→ Problem:
Retype exactly the lines from the line with "Where can you see the lotus bud?" to the end of the data, keeping both boundary lines.

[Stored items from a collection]
-- -- --

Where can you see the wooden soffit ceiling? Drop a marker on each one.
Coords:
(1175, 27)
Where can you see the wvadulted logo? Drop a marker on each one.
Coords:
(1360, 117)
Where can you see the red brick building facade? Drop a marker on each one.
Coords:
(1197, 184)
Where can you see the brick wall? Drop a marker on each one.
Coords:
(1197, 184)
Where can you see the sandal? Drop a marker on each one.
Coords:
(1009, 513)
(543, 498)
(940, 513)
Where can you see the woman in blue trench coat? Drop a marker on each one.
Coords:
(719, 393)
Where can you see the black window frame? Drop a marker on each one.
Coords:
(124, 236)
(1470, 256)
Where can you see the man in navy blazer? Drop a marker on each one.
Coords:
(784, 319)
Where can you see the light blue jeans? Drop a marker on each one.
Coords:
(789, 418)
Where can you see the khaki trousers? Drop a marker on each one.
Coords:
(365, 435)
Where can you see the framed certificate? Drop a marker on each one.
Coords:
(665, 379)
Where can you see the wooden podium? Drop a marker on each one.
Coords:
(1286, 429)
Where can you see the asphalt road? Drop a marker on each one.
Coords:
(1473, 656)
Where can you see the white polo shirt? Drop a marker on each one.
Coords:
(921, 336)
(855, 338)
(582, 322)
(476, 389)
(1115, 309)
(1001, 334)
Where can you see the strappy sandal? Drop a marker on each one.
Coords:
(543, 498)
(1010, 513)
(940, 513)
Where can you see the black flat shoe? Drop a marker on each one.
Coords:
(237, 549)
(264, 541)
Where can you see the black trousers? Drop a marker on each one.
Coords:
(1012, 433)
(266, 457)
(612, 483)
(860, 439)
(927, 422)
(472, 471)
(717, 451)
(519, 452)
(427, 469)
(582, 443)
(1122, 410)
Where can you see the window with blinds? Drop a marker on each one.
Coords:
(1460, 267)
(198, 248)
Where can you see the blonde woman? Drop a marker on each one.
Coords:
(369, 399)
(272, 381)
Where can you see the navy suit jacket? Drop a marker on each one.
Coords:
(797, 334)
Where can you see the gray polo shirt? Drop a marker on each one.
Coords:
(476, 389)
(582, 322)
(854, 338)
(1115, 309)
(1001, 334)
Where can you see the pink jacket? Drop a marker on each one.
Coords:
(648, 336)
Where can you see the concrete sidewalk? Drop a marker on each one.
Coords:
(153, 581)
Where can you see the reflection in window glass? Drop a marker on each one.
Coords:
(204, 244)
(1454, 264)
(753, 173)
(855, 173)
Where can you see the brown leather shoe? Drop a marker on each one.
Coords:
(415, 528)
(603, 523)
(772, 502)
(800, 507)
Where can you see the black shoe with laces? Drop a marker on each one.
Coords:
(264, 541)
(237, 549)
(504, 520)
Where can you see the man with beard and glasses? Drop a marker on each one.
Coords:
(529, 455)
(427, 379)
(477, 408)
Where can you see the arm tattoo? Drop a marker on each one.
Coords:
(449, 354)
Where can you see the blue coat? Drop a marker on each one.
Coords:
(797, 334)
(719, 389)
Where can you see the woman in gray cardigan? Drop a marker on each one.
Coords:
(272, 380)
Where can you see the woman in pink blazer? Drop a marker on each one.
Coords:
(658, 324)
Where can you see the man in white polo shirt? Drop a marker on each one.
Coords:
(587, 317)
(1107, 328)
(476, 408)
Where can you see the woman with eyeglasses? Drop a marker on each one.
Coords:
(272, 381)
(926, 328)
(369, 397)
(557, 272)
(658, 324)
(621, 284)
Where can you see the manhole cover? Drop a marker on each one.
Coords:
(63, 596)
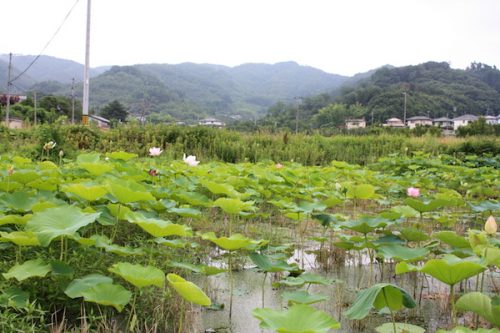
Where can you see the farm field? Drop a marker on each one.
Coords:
(113, 242)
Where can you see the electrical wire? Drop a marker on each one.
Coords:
(47, 44)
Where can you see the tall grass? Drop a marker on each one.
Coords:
(230, 146)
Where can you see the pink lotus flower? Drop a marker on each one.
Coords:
(413, 192)
(155, 151)
(190, 160)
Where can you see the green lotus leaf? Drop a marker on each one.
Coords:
(299, 318)
(451, 269)
(400, 328)
(108, 294)
(15, 219)
(20, 238)
(186, 211)
(302, 297)
(30, 268)
(15, 298)
(235, 242)
(379, 296)
(233, 206)
(89, 193)
(58, 222)
(402, 252)
(127, 192)
(139, 276)
(451, 238)
(77, 286)
(482, 305)
(121, 155)
(266, 264)
(363, 191)
(159, 228)
(188, 290)
(19, 201)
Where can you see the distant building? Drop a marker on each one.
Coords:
(15, 123)
(418, 121)
(355, 123)
(101, 122)
(394, 122)
(463, 120)
(443, 122)
(211, 122)
(492, 120)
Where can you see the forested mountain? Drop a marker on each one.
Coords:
(432, 89)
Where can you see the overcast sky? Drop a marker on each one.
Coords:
(337, 36)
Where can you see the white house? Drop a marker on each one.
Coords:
(212, 122)
(394, 122)
(355, 123)
(463, 120)
(443, 122)
(418, 121)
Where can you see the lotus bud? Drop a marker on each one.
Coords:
(490, 226)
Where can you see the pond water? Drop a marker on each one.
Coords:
(431, 297)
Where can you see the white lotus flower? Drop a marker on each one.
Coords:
(190, 160)
(155, 151)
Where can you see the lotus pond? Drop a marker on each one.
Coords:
(116, 243)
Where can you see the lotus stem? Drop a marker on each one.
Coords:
(390, 310)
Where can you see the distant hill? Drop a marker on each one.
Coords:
(185, 91)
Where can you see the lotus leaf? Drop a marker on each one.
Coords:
(482, 305)
(139, 276)
(400, 328)
(20, 238)
(58, 222)
(188, 290)
(30, 268)
(77, 286)
(108, 294)
(379, 296)
(299, 318)
(302, 297)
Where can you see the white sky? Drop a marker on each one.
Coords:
(337, 36)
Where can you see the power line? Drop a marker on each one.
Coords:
(47, 44)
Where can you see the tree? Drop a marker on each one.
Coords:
(114, 111)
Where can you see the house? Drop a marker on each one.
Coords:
(101, 122)
(443, 122)
(418, 121)
(15, 123)
(394, 122)
(211, 122)
(355, 123)
(491, 120)
(463, 120)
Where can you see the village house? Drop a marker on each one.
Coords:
(394, 122)
(355, 123)
(463, 120)
(418, 121)
(100, 122)
(211, 122)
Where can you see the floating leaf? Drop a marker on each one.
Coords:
(139, 276)
(59, 221)
(188, 290)
(77, 286)
(299, 318)
(30, 268)
(108, 294)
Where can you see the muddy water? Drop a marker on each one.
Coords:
(431, 297)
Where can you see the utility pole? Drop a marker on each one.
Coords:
(34, 104)
(7, 105)
(404, 111)
(85, 103)
(73, 101)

-- -- --

→ Written answer:
Where can you see the lotus bud? Drop a marker on each one.
Coords:
(490, 226)
Where can you see the pond water? Drop a marker on each one.
Coords:
(431, 297)
Where can you see the white lotus flower? Drop a marker on each one.
Coords:
(190, 160)
(155, 151)
Where can you see the lotus pond? Drop a marker on each one.
Coords:
(116, 243)
Where can you see the lotus stem? Drop a marker on each one.
Coords:
(390, 310)
Where can you see the distant hill? Drop a marker on each one.
Coords:
(185, 91)
Where can you see the lotus leaf? Drop a marker on each one.
Coords:
(482, 305)
(139, 276)
(400, 328)
(20, 238)
(58, 222)
(188, 290)
(30, 268)
(77, 286)
(108, 294)
(379, 296)
(299, 318)
(302, 297)
Where can you see the white sky? Drop a marker on each one.
Coords:
(337, 36)
Where can you see the power line? Drop a marker on each one.
Coords:
(47, 44)
Where can you see the tree? Drop a marker on each one.
Coords:
(114, 111)
Where can you see the house? Drop a marker on each one.
Coords:
(101, 122)
(443, 122)
(418, 121)
(15, 123)
(394, 122)
(211, 122)
(355, 123)
(491, 120)
(463, 120)
Where can you see the village house? Drop a marker on each one.
Coords:
(394, 122)
(355, 123)
(463, 120)
(418, 121)
(100, 122)
(211, 122)
Where can you see the floating leaf? Drop a marker on each one.
Coords:
(139, 276)
(59, 221)
(188, 290)
(77, 286)
(299, 318)
(30, 268)
(108, 294)
Where can you see the muddy water? Drop a marker on each one.
Coords:
(431, 297)
Where can you see the utility pole? Drop a marker on each one.
Coords:
(34, 104)
(7, 105)
(404, 111)
(85, 103)
(73, 101)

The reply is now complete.